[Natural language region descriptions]
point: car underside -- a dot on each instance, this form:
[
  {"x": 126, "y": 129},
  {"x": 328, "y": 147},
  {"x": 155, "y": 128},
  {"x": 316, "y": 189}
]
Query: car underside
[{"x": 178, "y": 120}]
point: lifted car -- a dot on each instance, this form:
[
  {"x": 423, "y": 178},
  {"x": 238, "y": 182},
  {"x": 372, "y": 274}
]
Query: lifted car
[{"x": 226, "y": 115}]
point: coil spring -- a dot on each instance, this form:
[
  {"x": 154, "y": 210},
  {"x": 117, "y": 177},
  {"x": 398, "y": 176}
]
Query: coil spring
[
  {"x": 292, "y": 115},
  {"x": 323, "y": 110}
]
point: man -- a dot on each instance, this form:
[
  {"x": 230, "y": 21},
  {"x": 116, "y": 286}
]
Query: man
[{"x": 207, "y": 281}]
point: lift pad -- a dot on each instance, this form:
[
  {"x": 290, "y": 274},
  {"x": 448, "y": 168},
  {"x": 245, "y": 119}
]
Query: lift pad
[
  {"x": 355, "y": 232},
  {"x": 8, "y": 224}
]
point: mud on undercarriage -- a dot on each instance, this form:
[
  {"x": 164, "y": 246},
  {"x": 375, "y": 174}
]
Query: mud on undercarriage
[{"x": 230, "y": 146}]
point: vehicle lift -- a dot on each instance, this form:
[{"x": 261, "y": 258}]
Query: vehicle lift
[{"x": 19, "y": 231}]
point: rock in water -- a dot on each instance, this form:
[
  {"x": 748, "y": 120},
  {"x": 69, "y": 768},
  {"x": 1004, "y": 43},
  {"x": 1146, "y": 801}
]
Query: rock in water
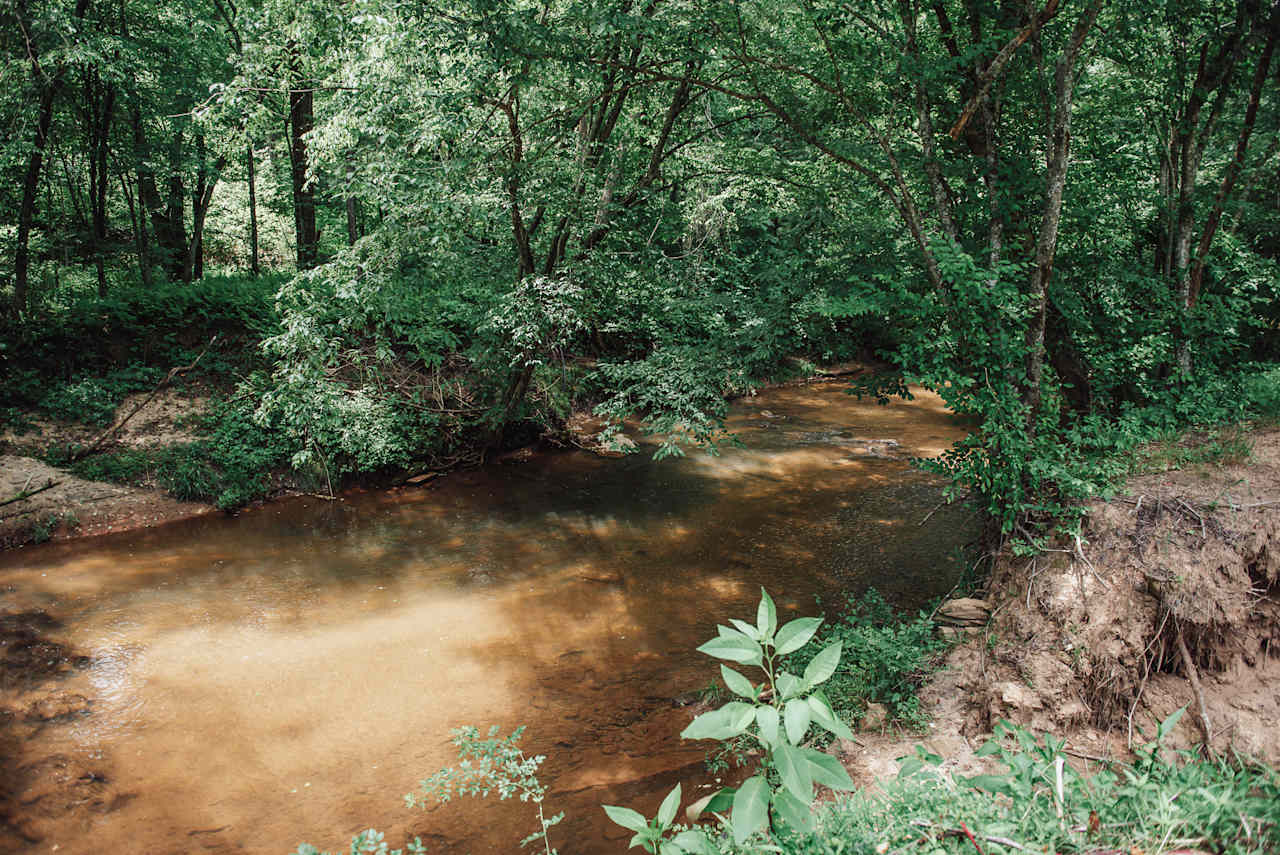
[{"x": 965, "y": 611}]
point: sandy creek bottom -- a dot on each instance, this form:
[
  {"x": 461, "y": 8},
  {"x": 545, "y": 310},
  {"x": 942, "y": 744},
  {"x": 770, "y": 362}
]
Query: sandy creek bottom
[{"x": 287, "y": 675}]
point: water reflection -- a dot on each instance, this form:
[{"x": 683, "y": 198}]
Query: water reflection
[{"x": 291, "y": 672}]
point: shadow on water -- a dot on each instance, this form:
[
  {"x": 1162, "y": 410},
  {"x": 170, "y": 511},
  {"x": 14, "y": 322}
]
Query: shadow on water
[{"x": 287, "y": 675}]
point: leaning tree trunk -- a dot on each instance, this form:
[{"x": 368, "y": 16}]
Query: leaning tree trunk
[
  {"x": 48, "y": 88},
  {"x": 301, "y": 120},
  {"x": 1057, "y": 147}
]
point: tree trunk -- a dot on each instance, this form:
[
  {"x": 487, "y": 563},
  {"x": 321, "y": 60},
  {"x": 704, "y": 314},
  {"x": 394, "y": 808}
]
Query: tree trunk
[
  {"x": 252, "y": 210},
  {"x": 176, "y": 229},
  {"x": 301, "y": 120},
  {"x": 1057, "y": 146},
  {"x": 30, "y": 187},
  {"x": 100, "y": 111},
  {"x": 48, "y": 88}
]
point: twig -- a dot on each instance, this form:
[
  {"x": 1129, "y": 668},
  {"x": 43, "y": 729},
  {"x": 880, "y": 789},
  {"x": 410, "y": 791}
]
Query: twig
[
  {"x": 1196, "y": 515},
  {"x": 933, "y": 511},
  {"x": 26, "y": 494},
  {"x": 1079, "y": 553},
  {"x": 964, "y": 831},
  {"x": 1193, "y": 676},
  {"x": 1146, "y": 675},
  {"x": 118, "y": 425}
]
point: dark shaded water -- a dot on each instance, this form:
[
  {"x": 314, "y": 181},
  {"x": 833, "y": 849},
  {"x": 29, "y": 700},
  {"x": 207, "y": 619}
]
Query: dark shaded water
[{"x": 289, "y": 673}]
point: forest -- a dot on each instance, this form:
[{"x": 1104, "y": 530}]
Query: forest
[
  {"x": 382, "y": 239},
  {"x": 426, "y": 232}
]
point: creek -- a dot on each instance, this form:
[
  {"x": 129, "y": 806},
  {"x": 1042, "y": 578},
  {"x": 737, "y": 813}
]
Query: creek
[{"x": 288, "y": 673}]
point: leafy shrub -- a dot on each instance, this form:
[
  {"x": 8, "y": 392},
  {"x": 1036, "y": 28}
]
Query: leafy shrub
[
  {"x": 1037, "y": 801},
  {"x": 232, "y": 465},
  {"x": 92, "y": 399},
  {"x": 886, "y": 658}
]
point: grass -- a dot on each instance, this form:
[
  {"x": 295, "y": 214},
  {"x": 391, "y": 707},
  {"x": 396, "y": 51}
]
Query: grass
[
  {"x": 1217, "y": 447},
  {"x": 1159, "y": 803},
  {"x": 231, "y": 465}
]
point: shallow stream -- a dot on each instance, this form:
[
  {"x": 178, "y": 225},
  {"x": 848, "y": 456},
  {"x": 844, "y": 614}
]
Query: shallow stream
[{"x": 288, "y": 673}]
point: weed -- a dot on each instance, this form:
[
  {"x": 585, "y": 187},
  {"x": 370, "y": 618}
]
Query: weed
[{"x": 887, "y": 657}]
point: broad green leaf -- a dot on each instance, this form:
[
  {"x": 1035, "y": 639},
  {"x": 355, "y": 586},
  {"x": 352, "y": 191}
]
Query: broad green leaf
[
  {"x": 827, "y": 771},
  {"x": 1166, "y": 726},
  {"x": 822, "y": 666},
  {"x": 791, "y": 812},
  {"x": 627, "y": 818},
  {"x": 767, "y": 718},
  {"x": 670, "y": 805},
  {"x": 988, "y": 783},
  {"x": 695, "y": 841},
  {"x": 796, "y": 717},
  {"x": 766, "y": 616},
  {"x": 794, "y": 769},
  {"x": 750, "y": 808},
  {"x": 826, "y": 716},
  {"x": 737, "y": 684},
  {"x": 735, "y": 648},
  {"x": 796, "y": 634}
]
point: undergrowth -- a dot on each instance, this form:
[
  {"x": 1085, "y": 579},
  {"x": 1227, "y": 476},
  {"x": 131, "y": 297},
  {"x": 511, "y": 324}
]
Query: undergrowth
[
  {"x": 1037, "y": 801},
  {"x": 231, "y": 465},
  {"x": 887, "y": 657}
]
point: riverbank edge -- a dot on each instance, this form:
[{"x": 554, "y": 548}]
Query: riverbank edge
[
  {"x": 1169, "y": 599},
  {"x": 77, "y": 508}
]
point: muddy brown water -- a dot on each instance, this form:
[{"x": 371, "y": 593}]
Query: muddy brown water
[{"x": 287, "y": 675}]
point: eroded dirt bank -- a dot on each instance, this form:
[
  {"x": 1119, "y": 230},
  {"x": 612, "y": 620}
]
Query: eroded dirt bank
[
  {"x": 74, "y": 507},
  {"x": 1171, "y": 598}
]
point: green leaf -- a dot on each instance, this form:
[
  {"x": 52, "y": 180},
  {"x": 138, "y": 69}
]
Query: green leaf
[
  {"x": 735, "y": 648},
  {"x": 722, "y": 800},
  {"x": 750, "y": 808},
  {"x": 792, "y": 813},
  {"x": 796, "y": 716},
  {"x": 794, "y": 771},
  {"x": 910, "y": 766},
  {"x": 767, "y": 718},
  {"x": 988, "y": 783},
  {"x": 737, "y": 684},
  {"x": 766, "y": 616},
  {"x": 670, "y": 805},
  {"x": 823, "y": 664},
  {"x": 627, "y": 818},
  {"x": 827, "y": 771},
  {"x": 826, "y": 716},
  {"x": 796, "y": 634},
  {"x": 789, "y": 685},
  {"x": 1166, "y": 726},
  {"x": 722, "y": 723},
  {"x": 695, "y": 841}
]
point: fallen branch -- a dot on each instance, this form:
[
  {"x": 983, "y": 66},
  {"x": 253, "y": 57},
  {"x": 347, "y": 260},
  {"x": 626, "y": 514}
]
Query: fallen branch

> Required work
Write out the records exactly. Do not carry the pictures over.

> Task answer
point: car underside -- a dot on each instance, this form:
[
  {"x": 126, "y": 129},
  {"x": 328, "y": 147},
  {"x": 155, "y": 128},
  {"x": 316, "y": 189}
]
Query: car underside
[{"x": 178, "y": 120}]
point: lifted car -- a dot on each instance, this form:
[
  {"x": 423, "y": 178},
  {"x": 238, "y": 182},
  {"x": 372, "y": 274}
]
Query: lifted car
[{"x": 226, "y": 115}]
point: coil spring -- a dot on each instance, this form:
[
  {"x": 154, "y": 210},
  {"x": 117, "y": 177},
  {"x": 398, "y": 176}
]
Query: coil spring
[
  {"x": 292, "y": 115},
  {"x": 323, "y": 110}
]
point: man -- a dot on each instance, this form:
[
  {"x": 230, "y": 21},
  {"x": 116, "y": 286}
]
Query: man
[{"x": 207, "y": 281}]
point: lift pad -- a dot on each instance, this form:
[
  {"x": 290, "y": 274},
  {"x": 448, "y": 168},
  {"x": 245, "y": 119}
]
Query: lift pad
[
  {"x": 355, "y": 232},
  {"x": 8, "y": 224}
]
point: mud on undercarriage -- a dot on each instance, this form:
[
  {"x": 164, "y": 246},
  {"x": 375, "y": 174}
]
Query: mud on undercarriage
[{"x": 230, "y": 146}]
point: vehicle lift -- a dot on each instance, this form:
[{"x": 261, "y": 258}]
Query: vehicle lift
[{"x": 19, "y": 231}]
point: rock in water -- a dot on each instance, this form:
[
  {"x": 748, "y": 120},
  {"x": 69, "y": 768},
  {"x": 1004, "y": 43},
  {"x": 1146, "y": 801}
]
Query: rock in water
[{"x": 965, "y": 611}]
point: sandy creek bottom -- a dot on each instance, this form:
[
  {"x": 461, "y": 8},
  {"x": 545, "y": 310},
  {"x": 942, "y": 744},
  {"x": 770, "y": 362}
]
Query: sandy creek bottom
[{"x": 287, "y": 675}]
point: water reflection -- a dot on each instance, this form:
[{"x": 683, "y": 198}]
Query: water reflection
[{"x": 291, "y": 672}]
point: shadow on water -- a dot on each instance, this form:
[
  {"x": 1162, "y": 410},
  {"x": 170, "y": 511},
  {"x": 14, "y": 322}
]
Query: shadow on water
[{"x": 287, "y": 675}]
point: leaning tree trunk -- a dot on each instance, this form:
[{"x": 368, "y": 16}]
Query: leaning tree trunk
[
  {"x": 48, "y": 88},
  {"x": 301, "y": 120},
  {"x": 1057, "y": 147}
]
point: tree trunk -- a dot on each instance, this form:
[
  {"x": 487, "y": 563},
  {"x": 321, "y": 60},
  {"x": 704, "y": 314},
  {"x": 394, "y": 808}
]
Query: tree trunk
[
  {"x": 252, "y": 210},
  {"x": 176, "y": 229},
  {"x": 301, "y": 120},
  {"x": 1057, "y": 146},
  {"x": 30, "y": 187},
  {"x": 100, "y": 111},
  {"x": 48, "y": 88}
]
point: twig -- a dot on each instance, this form:
[
  {"x": 1129, "y": 668},
  {"x": 43, "y": 729},
  {"x": 880, "y": 789},
  {"x": 410, "y": 791}
]
Query: twig
[
  {"x": 1196, "y": 515},
  {"x": 933, "y": 511},
  {"x": 26, "y": 494},
  {"x": 1079, "y": 553},
  {"x": 964, "y": 831},
  {"x": 1193, "y": 676},
  {"x": 1146, "y": 675},
  {"x": 118, "y": 425}
]
point: dark shaded water -- a dot on each instance, this form:
[
  {"x": 314, "y": 181},
  {"x": 833, "y": 849},
  {"x": 29, "y": 700},
  {"x": 207, "y": 619}
]
Query: dark shaded water
[{"x": 289, "y": 673}]
point: forest -- a dot on each instance, this form:
[{"x": 1104, "y": 530}]
Query: forest
[
  {"x": 382, "y": 239},
  {"x": 426, "y": 232}
]
point: creek -- a dot on each instance, this form:
[
  {"x": 129, "y": 806},
  {"x": 1042, "y": 578},
  {"x": 737, "y": 813}
]
Query: creek
[{"x": 288, "y": 673}]
point: leafy shrub -- a dot on each instance, this form:
[
  {"x": 8, "y": 392},
  {"x": 1036, "y": 28}
]
Query: leafy shrub
[
  {"x": 1037, "y": 801},
  {"x": 232, "y": 465},
  {"x": 92, "y": 399},
  {"x": 886, "y": 658}
]
point: grass -- a dot on each instance, this form:
[
  {"x": 295, "y": 214},
  {"x": 391, "y": 707},
  {"x": 396, "y": 51}
]
Query: grass
[
  {"x": 1217, "y": 447},
  {"x": 1159, "y": 803},
  {"x": 231, "y": 465}
]
point: shallow stream -- a dot on each instance, this form:
[
  {"x": 178, "y": 225},
  {"x": 848, "y": 456},
  {"x": 844, "y": 614}
]
Query: shallow stream
[{"x": 288, "y": 673}]
point: weed -- a dot on each instance, this form:
[
  {"x": 585, "y": 187},
  {"x": 370, "y": 618}
]
Query: weed
[{"x": 887, "y": 657}]
point: broad green leaf -- a dot on each instance, this form:
[
  {"x": 1035, "y": 639},
  {"x": 355, "y": 586},
  {"x": 352, "y": 191}
]
Query: broad green leaf
[
  {"x": 827, "y": 771},
  {"x": 1166, "y": 726},
  {"x": 822, "y": 666},
  {"x": 791, "y": 812},
  {"x": 627, "y": 818},
  {"x": 767, "y": 718},
  {"x": 670, "y": 805},
  {"x": 988, "y": 783},
  {"x": 695, "y": 841},
  {"x": 796, "y": 717},
  {"x": 766, "y": 616},
  {"x": 794, "y": 769},
  {"x": 750, "y": 808},
  {"x": 826, "y": 716},
  {"x": 737, "y": 684},
  {"x": 735, "y": 648},
  {"x": 796, "y": 634}
]
point: undergrowth -- a dot on each instance, this form:
[
  {"x": 1085, "y": 579},
  {"x": 1227, "y": 476},
  {"x": 131, "y": 297},
  {"x": 511, "y": 324}
]
Query: undergrowth
[
  {"x": 1037, "y": 801},
  {"x": 231, "y": 465},
  {"x": 887, "y": 657}
]
point: riverbank edge -- a dot on each instance, this form:
[{"x": 554, "y": 548}]
Query: riverbank edge
[
  {"x": 1169, "y": 599},
  {"x": 77, "y": 508}
]
point: muddy brown water -- a dot on each instance, this form:
[{"x": 371, "y": 593}]
Query: muddy brown water
[{"x": 287, "y": 675}]
point: eroded dirt bank -- a dot on each instance, this form:
[
  {"x": 1119, "y": 230},
  {"x": 612, "y": 620}
]
Query: eroded dirt bank
[
  {"x": 74, "y": 507},
  {"x": 1171, "y": 598}
]
point: green leaf -- a dot on each instance, this form:
[
  {"x": 52, "y": 180},
  {"x": 138, "y": 69}
]
Query: green leaf
[
  {"x": 735, "y": 648},
  {"x": 722, "y": 800},
  {"x": 750, "y": 808},
  {"x": 792, "y": 813},
  {"x": 796, "y": 716},
  {"x": 794, "y": 771},
  {"x": 910, "y": 766},
  {"x": 767, "y": 718},
  {"x": 988, "y": 783},
  {"x": 737, "y": 684},
  {"x": 766, "y": 616},
  {"x": 670, "y": 805},
  {"x": 823, "y": 664},
  {"x": 627, "y": 818},
  {"x": 827, "y": 771},
  {"x": 826, "y": 716},
  {"x": 796, "y": 634},
  {"x": 789, "y": 685},
  {"x": 1166, "y": 726},
  {"x": 722, "y": 723},
  {"x": 695, "y": 841}
]
point: fallen branch -- a dot on each instance, this form:
[
  {"x": 983, "y": 66},
  {"x": 253, "y": 57},
  {"x": 347, "y": 260},
  {"x": 626, "y": 514}
]
Query: fallen branch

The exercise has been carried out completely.